# Task requirements
Extract every line below, verbatim.

# Dataset excerpts
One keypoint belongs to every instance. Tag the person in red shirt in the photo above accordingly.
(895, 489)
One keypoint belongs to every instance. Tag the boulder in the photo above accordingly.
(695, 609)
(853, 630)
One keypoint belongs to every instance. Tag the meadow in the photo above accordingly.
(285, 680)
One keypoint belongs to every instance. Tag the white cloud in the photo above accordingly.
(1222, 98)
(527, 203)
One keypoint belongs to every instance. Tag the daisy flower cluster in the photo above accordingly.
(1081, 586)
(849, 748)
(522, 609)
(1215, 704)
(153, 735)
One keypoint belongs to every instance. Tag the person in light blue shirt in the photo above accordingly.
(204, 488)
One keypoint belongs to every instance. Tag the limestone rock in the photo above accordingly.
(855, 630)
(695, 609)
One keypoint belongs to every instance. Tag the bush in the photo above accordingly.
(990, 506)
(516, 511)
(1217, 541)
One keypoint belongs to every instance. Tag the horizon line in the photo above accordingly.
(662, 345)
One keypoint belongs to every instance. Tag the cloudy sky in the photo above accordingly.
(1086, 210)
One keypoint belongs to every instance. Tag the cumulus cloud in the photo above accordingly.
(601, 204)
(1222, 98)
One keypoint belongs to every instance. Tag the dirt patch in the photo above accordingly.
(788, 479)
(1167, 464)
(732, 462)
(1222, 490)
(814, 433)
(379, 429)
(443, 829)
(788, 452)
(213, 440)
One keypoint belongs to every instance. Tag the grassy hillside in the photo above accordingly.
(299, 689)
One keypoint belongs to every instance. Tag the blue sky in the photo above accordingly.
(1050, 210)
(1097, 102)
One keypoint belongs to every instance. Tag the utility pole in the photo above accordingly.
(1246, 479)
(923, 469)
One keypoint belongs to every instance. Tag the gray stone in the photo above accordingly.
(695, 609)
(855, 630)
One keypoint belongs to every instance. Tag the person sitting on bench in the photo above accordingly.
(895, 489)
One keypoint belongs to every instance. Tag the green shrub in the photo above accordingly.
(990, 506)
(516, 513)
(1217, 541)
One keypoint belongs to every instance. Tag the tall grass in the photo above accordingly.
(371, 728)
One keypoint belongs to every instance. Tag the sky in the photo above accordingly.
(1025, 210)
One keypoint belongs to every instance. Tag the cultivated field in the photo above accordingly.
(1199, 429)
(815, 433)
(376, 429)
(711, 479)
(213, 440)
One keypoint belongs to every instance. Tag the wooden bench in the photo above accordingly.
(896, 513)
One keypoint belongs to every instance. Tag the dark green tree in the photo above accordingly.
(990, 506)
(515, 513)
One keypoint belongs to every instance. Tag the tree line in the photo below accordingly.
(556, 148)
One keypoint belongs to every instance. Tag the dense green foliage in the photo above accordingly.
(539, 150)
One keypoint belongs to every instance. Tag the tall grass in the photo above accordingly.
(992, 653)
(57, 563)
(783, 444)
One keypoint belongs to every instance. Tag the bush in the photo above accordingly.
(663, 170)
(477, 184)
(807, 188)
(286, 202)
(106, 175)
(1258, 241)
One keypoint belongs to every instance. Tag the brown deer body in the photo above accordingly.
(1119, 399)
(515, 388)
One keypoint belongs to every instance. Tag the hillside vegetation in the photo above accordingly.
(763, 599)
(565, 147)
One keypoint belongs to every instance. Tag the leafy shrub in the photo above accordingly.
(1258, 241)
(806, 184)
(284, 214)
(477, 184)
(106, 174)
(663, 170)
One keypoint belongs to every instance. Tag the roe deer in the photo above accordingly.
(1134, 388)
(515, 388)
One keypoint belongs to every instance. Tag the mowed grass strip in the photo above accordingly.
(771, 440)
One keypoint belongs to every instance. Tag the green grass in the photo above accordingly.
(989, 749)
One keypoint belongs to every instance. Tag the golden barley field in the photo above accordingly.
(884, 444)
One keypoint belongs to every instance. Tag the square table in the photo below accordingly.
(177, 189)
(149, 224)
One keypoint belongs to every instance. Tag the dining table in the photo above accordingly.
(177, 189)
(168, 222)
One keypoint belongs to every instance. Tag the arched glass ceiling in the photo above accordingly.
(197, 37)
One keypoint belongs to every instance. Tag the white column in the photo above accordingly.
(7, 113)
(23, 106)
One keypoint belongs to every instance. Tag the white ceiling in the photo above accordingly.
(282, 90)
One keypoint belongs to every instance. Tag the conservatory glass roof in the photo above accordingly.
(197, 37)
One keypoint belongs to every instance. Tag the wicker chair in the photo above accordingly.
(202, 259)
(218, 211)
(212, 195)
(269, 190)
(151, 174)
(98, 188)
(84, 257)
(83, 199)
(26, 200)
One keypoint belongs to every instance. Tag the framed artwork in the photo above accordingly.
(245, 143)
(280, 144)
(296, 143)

# Reply to the exercise
One keypoint belongs to every instance. Tag the person in red shirt in the photo above accordingly.
(895, 489)
One keypoint belongs to every instance. Tag the boulder in the photo above accordingly.
(695, 609)
(853, 630)
One keypoint belongs to every instance. Tag the meadow in the photo above accordingly.
(285, 680)
One keypoint belongs to every instance. Tag the white cloud in the photo above accordingly.
(1222, 98)
(527, 203)
One keypoint belongs to every instance. Tag the daisy flower cluster in the photo above accordingly.
(1081, 586)
(849, 748)
(522, 609)
(1215, 704)
(153, 735)
One keypoint belongs to every instance. Tag the person in light blue shirt in the photo above accordingly.
(204, 488)
One keypoint belongs to every instance. Tag the limestone rock in the photo above accordingly.
(855, 630)
(695, 609)
One keypoint belongs to every instance. Tag the bush in the photo above accordingly.
(990, 506)
(516, 511)
(1217, 541)
One keypoint belongs to every instance. Tag the horizon line in the photo above accordingly.
(662, 345)
One keypoint belongs to every instance. Tag the cloudy sky in the photo above accordingly.
(1086, 210)
One keypoint belongs to every instance. Tag the cumulus cloud in the photo above accordingly.
(601, 204)
(1222, 98)
One keypoint belongs to every instance. Tag the dirt patch in the photo above accordingly.
(788, 479)
(1167, 464)
(732, 462)
(1222, 490)
(814, 433)
(379, 429)
(443, 829)
(788, 452)
(213, 440)
One keypoint belongs to every instance. Tag the grassy hillside in the photo above accordingly.
(299, 689)
One keypoint belongs to every instance. Tag the blue sky in the photo above accordingly.
(1050, 210)
(1097, 102)
One keypoint belongs to every instance. Tag the utility pole in the photo above accordingly.
(1246, 479)
(923, 469)
One keypoint belongs to every instance. Tag the gray stone in the photo above accordingly.
(695, 609)
(855, 630)
One keypoint belongs to every instance. Tag the person sitting on bench in the photo above accordingly.
(895, 489)
One keypoint belongs to every instance. Tag the green shrub in the photo above accordingly.
(990, 506)
(516, 513)
(1217, 541)
One keypoint belongs to every instance. Tag the tall grass in the photo above accordingly.
(371, 728)
One keypoint belongs to every instance. Tag the sky in the photo above accordingly.
(1025, 210)
One keypoint belongs to every instance. Tag the cultivated field in the photo above accordingly.
(1199, 429)
(815, 433)
(376, 429)
(711, 479)
(213, 440)
One keypoint belongs to every instance. Tag the wooden bench in the photo above accordingly.
(896, 513)
One keypoint belongs to every instance. Tag the dark green tree in the photo above accordingly.
(990, 506)
(515, 513)
One keypoint belongs to every instance. Tag the tree line in the photo below accordingly.
(556, 148)
One keypoint belongs to every instance. Tag the dense green foliage in the photo above accordingly.
(539, 150)
One keypoint belongs to every instance. Tag the tall grass in the photo above accordingly.
(992, 653)
(57, 563)
(783, 444)
One keypoint belongs to every instance. Tag the bush in the photo above accordingly.
(663, 170)
(477, 184)
(807, 188)
(286, 202)
(106, 175)
(1258, 241)
One keypoint belongs to every instance. Tag the brown deer body in the photo above accordingly.
(1119, 399)
(515, 388)
One keypoint belongs to every instance. Tag the hillside vegetation in the photo above accordingly.
(763, 599)
(565, 147)
One keypoint belongs to every instance. Tag the leafy shrub in the photo above accordingly.
(1258, 241)
(806, 184)
(284, 214)
(477, 184)
(106, 174)
(663, 170)
One keypoint belongs to every instance. Tag the roe deer in the photo above accordingly.
(1134, 388)
(515, 388)
One keypoint belongs to every instance. Tag the mowed grass strip in the photo above accordingly.
(771, 440)
One keypoint belongs to every instance. Tag the green grass in the photo above accordingly.
(989, 749)
One keypoint belongs to every instance. Tag the golden barley field in the photo above accordingly.
(884, 444)
One keypoint belongs to every instance. Tag the square table in the photo below accordingly.
(177, 189)
(149, 224)
One keypoint belongs to every instance. Tag the dining table in the photo above accordingly.
(177, 189)
(168, 222)
One keypoint belongs to every instance. Tag the arched glass ceiling in the photo above accordingly.
(197, 37)
One keypoint belongs to every instance. Tag the white column in the photo above accordingly.
(7, 113)
(23, 106)
One keypoint belongs to every instance. Tag the white ceiling in the photo above accordingly.
(282, 90)
One keypoint belongs to every instance. Tag the conservatory glass roof in the photo above accordingly.
(197, 37)
One keypoint belongs to every instance. Tag the wicker chair in the photo above accordingly.
(202, 259)
(218, 211)
(212, 195)
(269, 190)
(151, 174)
(98, 188)
(84, 257)
(83, 199)
(26, 200)
One keypoint belongs to every instance. Tag the framed artwork in the photo above accordingly.
(245, 143)
(280, 144)
(296, 143)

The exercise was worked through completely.